▶ [THE TASK]
Copy word for word the records from the line with "Exercise. Pick out the girl's arm" through the line with "<point>220,514</point>", including both of those lines.

▶ [RECORDS TO USE]
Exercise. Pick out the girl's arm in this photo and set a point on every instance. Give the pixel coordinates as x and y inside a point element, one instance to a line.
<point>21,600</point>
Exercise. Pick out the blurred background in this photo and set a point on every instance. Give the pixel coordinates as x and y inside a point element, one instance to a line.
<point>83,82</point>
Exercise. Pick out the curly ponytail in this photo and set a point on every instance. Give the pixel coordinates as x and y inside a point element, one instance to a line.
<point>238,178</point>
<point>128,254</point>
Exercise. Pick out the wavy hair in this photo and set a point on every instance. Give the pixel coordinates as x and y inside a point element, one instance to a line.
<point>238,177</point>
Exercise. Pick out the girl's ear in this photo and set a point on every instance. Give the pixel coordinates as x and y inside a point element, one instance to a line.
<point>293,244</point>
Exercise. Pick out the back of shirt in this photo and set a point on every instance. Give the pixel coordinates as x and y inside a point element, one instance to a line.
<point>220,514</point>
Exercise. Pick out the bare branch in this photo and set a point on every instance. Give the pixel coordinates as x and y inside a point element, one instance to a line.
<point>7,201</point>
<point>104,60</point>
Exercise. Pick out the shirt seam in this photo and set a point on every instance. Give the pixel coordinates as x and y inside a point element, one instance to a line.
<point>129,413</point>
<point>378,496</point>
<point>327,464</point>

==

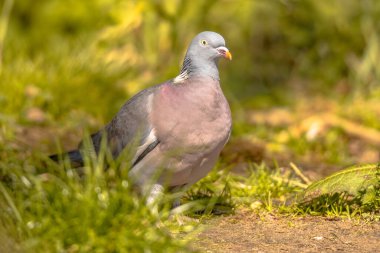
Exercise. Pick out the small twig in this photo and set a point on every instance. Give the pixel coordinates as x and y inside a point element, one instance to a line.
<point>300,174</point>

▶ [TASK RESPONSE]
Exercise. Pick out the girl's arm in this photo and set a point on every instance. Give the pixel coordinates as x and y inside a point element, one instance to a line.
<point>21,600</point>
Exercise. Pick out the blurred background in this photo and set a point on every instance. Give the pixel coordinates as x and y inside a point element, one instance to a line.
<point>83,82</point>
Exercise. Pick out the curly ponytail in this photo and set a point on every instance. Give the pixel coordinates as x and y inside a point element, one instance to a line.
<point>238,178</point>
<point>128,254</point>
Exercise. Pick out the wavy hair in this photo and set a point on every instance. Give the pixel coordinates as x and y inside a point element, one instance to a line.
<point>238,177</point>
Exercise. Pick out the girl's ear in this photo and set a point on every instance. Give the pixel coordinates as x and y inside a point element, one instance to a line.
<point>293,244</point>
Exercise. Pick out the back of shirt in this photo and set a point on every instance. Give the pixel coordinates as x and y inside a point element, one instance to a line.
<point>220,514</point>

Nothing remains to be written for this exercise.